▶ [The problem] All of the data below should be output exactly as given.

▶ [Exercise material]
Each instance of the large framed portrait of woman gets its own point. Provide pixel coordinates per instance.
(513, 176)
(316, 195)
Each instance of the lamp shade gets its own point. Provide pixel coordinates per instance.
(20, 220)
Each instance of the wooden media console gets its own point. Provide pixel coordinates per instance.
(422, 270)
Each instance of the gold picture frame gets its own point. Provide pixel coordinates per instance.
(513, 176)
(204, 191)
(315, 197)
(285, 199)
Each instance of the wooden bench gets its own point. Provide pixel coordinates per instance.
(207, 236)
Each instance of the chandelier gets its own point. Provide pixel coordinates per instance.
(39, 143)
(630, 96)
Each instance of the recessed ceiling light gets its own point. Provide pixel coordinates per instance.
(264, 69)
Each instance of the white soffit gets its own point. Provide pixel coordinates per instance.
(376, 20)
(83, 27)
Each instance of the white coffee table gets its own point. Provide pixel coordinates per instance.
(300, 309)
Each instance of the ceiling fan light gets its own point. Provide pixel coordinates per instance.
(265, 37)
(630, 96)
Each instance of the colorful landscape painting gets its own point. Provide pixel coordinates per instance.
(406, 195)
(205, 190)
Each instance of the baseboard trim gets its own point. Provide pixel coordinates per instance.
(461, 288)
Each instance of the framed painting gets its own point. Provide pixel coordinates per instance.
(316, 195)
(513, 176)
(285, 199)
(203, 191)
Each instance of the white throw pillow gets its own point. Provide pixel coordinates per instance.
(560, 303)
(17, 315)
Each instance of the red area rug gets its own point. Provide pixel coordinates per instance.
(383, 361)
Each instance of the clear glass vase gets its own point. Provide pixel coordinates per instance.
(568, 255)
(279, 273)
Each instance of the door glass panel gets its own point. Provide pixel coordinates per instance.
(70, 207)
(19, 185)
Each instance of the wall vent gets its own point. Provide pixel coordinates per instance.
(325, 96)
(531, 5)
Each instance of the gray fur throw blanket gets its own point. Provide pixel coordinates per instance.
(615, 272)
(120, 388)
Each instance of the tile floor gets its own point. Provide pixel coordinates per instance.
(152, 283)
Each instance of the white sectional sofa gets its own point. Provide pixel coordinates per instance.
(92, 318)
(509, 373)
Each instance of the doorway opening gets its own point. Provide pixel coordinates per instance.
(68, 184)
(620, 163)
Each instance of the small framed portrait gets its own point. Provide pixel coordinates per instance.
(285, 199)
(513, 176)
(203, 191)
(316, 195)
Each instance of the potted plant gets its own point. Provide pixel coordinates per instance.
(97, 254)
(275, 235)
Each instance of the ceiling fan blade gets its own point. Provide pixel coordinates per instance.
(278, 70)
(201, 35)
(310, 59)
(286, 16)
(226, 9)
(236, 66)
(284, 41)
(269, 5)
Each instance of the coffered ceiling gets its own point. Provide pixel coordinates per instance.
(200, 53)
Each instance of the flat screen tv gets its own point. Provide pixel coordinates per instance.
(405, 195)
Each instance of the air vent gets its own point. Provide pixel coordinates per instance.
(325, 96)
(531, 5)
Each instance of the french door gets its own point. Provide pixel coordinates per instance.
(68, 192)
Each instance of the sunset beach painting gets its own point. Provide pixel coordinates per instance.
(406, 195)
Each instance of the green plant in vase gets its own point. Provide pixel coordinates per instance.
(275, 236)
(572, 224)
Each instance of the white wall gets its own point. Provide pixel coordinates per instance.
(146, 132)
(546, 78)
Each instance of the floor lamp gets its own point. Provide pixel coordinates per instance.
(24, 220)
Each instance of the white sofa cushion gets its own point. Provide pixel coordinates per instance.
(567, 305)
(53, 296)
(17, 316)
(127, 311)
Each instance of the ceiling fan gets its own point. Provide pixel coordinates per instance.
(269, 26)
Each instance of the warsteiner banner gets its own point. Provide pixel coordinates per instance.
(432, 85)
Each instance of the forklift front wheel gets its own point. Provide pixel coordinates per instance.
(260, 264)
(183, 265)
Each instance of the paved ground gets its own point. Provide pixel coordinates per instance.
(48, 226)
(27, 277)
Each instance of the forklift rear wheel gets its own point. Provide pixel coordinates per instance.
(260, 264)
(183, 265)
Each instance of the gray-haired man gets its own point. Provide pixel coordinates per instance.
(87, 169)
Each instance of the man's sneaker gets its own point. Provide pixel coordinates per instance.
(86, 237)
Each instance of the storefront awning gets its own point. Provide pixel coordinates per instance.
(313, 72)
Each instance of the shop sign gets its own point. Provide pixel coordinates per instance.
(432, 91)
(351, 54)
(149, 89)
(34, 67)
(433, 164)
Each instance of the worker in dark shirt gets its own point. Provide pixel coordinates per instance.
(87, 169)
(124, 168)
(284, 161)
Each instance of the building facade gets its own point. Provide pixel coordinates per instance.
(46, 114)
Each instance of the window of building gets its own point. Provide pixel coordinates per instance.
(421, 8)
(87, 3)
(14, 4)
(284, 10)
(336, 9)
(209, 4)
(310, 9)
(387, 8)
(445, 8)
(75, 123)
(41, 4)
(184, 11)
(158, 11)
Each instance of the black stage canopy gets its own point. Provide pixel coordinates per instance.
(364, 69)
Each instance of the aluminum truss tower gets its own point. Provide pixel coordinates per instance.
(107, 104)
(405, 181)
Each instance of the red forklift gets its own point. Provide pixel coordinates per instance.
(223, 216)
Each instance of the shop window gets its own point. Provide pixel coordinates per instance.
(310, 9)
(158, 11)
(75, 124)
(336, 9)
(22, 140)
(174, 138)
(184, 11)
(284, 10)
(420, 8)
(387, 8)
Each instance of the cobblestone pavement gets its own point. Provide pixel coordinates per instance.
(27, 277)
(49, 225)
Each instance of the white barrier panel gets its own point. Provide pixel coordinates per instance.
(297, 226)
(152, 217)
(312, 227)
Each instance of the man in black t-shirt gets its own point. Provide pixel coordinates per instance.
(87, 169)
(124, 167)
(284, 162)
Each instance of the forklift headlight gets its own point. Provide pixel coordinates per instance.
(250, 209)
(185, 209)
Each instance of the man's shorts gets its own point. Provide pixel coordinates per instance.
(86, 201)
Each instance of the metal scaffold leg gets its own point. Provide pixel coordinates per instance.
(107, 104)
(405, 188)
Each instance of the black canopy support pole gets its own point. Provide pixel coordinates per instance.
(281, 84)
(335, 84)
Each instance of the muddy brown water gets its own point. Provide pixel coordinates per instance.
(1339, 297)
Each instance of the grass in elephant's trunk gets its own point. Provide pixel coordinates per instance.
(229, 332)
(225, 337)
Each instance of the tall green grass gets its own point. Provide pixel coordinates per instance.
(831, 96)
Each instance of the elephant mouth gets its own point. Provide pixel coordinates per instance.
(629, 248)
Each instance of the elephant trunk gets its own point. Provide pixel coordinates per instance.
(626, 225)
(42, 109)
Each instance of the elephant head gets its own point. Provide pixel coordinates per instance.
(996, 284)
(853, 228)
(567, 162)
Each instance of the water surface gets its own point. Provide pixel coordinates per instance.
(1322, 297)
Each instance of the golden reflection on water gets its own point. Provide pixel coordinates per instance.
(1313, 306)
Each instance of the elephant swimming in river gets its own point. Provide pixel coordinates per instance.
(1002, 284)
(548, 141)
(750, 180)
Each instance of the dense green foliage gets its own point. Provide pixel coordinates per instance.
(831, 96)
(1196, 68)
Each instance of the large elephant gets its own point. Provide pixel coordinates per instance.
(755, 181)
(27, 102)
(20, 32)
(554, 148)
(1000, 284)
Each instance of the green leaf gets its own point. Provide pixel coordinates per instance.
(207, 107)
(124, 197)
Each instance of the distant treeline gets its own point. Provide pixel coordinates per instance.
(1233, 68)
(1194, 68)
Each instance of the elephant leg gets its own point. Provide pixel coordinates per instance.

▶ [Solution to the exercise]
Each instance of the large framed portrait of woman gets its own point. Provide pixel coordinates per instance.
(513, 176)
(316, 195)
Each instance of the lamp shade gets its own point. Provide pixel coordinates per instance.
(20, 220)
Each instance of the wooden media console gets its own point. Provide pixel coordinates per instance.
(422, 270)
Each instance of the gold picture frame gets its own point. Provide pixel coordinates per instance.
(513, 176)
(204, 191)
(315, 197)
(285, 199)
Each instance of the wooden bench gets its own point. Provide pixel coordinates per instance.
(207, 236)
Each instance of the chandelier gets its own point. Provide pixel coordinates per instance.
(39, 143)
(630, 96)
Each instance of the recessed ceiling light gets its own point. Provide pixel coordinates per instance.
(264, 69)
Each instance of the white soffit gets its own point. Provide pixel coordinates per instance.
(376, 20)
(83, 27)
Each instance of the white coffee table gets its own point. Provide pixel coordinates per instance.
(300, 309)
Each instance of the ceiling fan light gets its own point. Provide pixel coordinates per instance.
(265, 37)
(630, 96)
Each instance of the colorful landscape painting gets its own point. Provide pixel coordinates per instance.
(406, 195)
(205, 190)
Each instance of the baseboard trim gets its own point. Provide pixel coordinates per instance.
(461, 288)
Each instance of the framed painting gets its own point. Provide pixel coordinates per instance.
(316, 195)
(513, 176)
(285, 199)
(203, 191)
Each instance of the white throw pillow gets its own point. Provide pixel coordinates per instance.
(560, 303)
(17, 315)
Each instance of the red area rug gets its own point. Provide pixel coordinates per instance.
(383, 361)
Each instance of the clear glass vase gets its own point. Provide pixel coordinates per instance.
(568, 255)
(279, 273)
Each instance of the door glass panel gets its own point. Provide pixel coordinates per instance.
(70, 207)
(19, 185)
Each instance of the wall vent gets its own point. Provide pixel coordinates per instance.
(325, 96)
(531, 5)
Each instance of the gray fur throw blanket gets its own point. Provide pixel coordinates per instance.
(615, 272)
(120, 388)
Each instance of the tile floor gets its own point. Provide pixel coordinates per instance.
(152, 283)
Each instance of the white sectional sofa gets its own point. Provide pixel coordinates per instance.
(92, 318)
(509, 373)
Each instance of the doorway opening gets its own point. Provide pixel coordinates per instance.
(68, 184)
(620, 163)
Each instance of the small framed portrait gets its own point. Provide pixel coordinates per instance.
(285, 199)
(513, 176)
(203, 191)
(316, 195)
Each instance of the potted plant gets its own point. Provide pixel coordinates per instance.
(97, 254)
(275, 235)
Each instance of the ceiling fan blade gets its own point. Provide pixel coordinates per instance.
(278, 70)
(201, 35)
(310, 59)
(286, 16)
(226, 9)
(236, 66)
(284, 41)
(269, 5)
Each instance of the coffered ceiling gets its own point. Provide pixel coordinates per instance.
(200, 53)
Each instance of the flat screen tv gets its own point. Provide pixel coordinates per instance.
(405, 195)
Each instance of the air vent gets its own point. Provide pixel coordinates per instance.
(325, 96)
(531, 5)
Each instance of the french door gets its own point. Provide pixel coordinates per instance.
(68, 192)
Each instance of the sunset beach painting gets its own point. Provide pixel coordinates per instance.
(406, 195)
Each instance of the green plant in vase gets its own point. Provide pixel coordinates per instance.
(275, 236)
(572, 224)
Each instance of the white wall gets its own point. Provide pixel coordinates per instance.
(146, 132)
(546, 78)
Each instance of the floor lamp gets its own point. Provide pixel coordinates per instance.
(24, 220)
Each instance of the white sofa cushion gets its own point. Provide pixel coordinates per instance.
(567, 305)
(53, 296)
(17, 316)
(127, 311)
Each instance of the ceiling fan gets its own point. Provide pixel coordinates per instance.
(269, 26)
Each instance of the warsteiner banner gets its own point. Provide pixel coordinates per instance.
(432, 85)
Each instance of the forklift front wheel gets its own point. Provide pixel coordinates per instance.
(260, 264)
(183, 265)
Each instance of the paved ground gets its own point. Provide pixel coordinates per instance.
(48, 226)
(27, 277)
Each instance of the forklift rear wheel gets its own point. Provide pixel coordinates per instance.
(260, 264)
(183, 265)
Each instance of the gray-haired man gets its own point. Provide pixel coordinates per instance.
(87, 169)
Each instance of the man's sneaker gets its own point. Provide pixel coordinates per instance.
(86, 237)
Each instance of the storefront awning gets its own point. Provide pixel coordinates per instance.
(313, 72)
Each instance of the shop sign gets its own point. Provide pixel coordinates per instance.
(432, 91)
(351, 54)
(149, 89)
(34, 67)
(433, 164)
Each instance of the worker in dark shirt gets its own point. Provide pixel coordinates per instance.
(87, 169)
(124, 168)
(284, 161)
Each instance of the building facade gets its own point. Provide pixel coordinates per instance.
(46, 114)
Each instance of the window of building gets its own point. Provide pixel coordinates per instance.
(421, 8)
(87, 3)
(14, 4)
(284, 10)
(336, 9)
(209, 4)
(310, 9)
(387, 8)
(445, 8)
(75, 123)
(41, 4)
(184, 11)
(158, 11)
Each instance of the black stage canopy gets its own point. Provide pixel coordinates per instance.
(364, 69)
Each instance of the aluminum truss tower gets its own point. Provide pixel coordinates per instance.
(107, 104)
(405, 181)
Each instance of the red forklift gets its own point. Provide pixel coordinates per instance.
(223, 216)
Each instance of the shop window gets its own point. Provide pixel coordinates per instance.
(310, 9)
(158, 11)
(75, 124)
(336, 9)
(22, 140)
(174, 138)
(184, 11)
(284, 10)
(420, 8)
(387, 8)
Each instance of the cobblestone pavement gets its own point. Provide pixel coordinates per instance.
(27, 277)
(49, 225)
Each instance of the white barrier panel gets its own point. Provide pixel coordinates per instance.
(297, 226)
(152, 217)
(312, 227)
Each instance of the man in black t-shirt gets its own point. Provide pixel coordinates per instance.
(87, 169)
(124, 167)
(284, 162)
Each instance of the forklift headlight gets its own point. Provide pixel coordinates per instance.
(250, 209)
(185, 209)
Each instance of the man's shorts gets its own point. Provide pixel coordinates per instance.
(86, 201)
Each instance of the metal scaffold leg gets its own point. Provide pixel coordinates per instance.
(107, 104)
(405, 188)
Each instance of the black canopy support pole gets its own point. Provide pixel coordinates per instance.
(281, 84)
(335, 84)
Each instance of the muddy brown water gets its own point. Provide pixel coordinates per instance.
(1339, 297)
Each instance of the grass in elephant's trunk gets its own point. Provide pixel coordinates per instance.
(229, 332)
(225, 337)
Each instance of the tall green grass gets its own point. Provide pixel coordinates per instance.
(831, 96)
Each instance of the elephant mouth gets its own point. Provide pixel coordinates per instance.
(629, 248)
Each instance of the elephant trunk gets its own point. Provide pixel coordinates per instance.
(626, 225)
(42, 109)
Each instance of the elephant head gets its own point. Provide pixel coordinates per instance.
(996, 284)
(853, 228)
(567, 162)
Each instance of the water surface gets its own point. Provide pixel coordinates per instance.
(1322, 297)
Each instance of the golden reflection on water gets its own point. Provide pixel coordinates per instance.
(1313, 306)
Each instance of the elephant swimming in river gets its own point. Provide pixel coordinates per instance.
(1002, 284)
(548, 141)
(750, 180)
Each instance of the dense green foliage gets its own point. Provide pixel coordinates per instance.
(831, 96)
(1196, 68)
Each instance of the large elephant gets its own point. Provide pixel coordinates per instance.
(755, 181)
(27, 102)
(20, 32)
(554, 148)
(1000, 284)
Each instance of the green leaf gets its own point. Provide pixel coordinates per instance.
(207, 107)
(124, 197)
Each instance of the distant treeline gets its own point. Provide pixel coordinates per instance.
(1233, 68)
(1194, 68)
Each instance of the elephant leg gets its own point. Provide pixel coordinates per instance.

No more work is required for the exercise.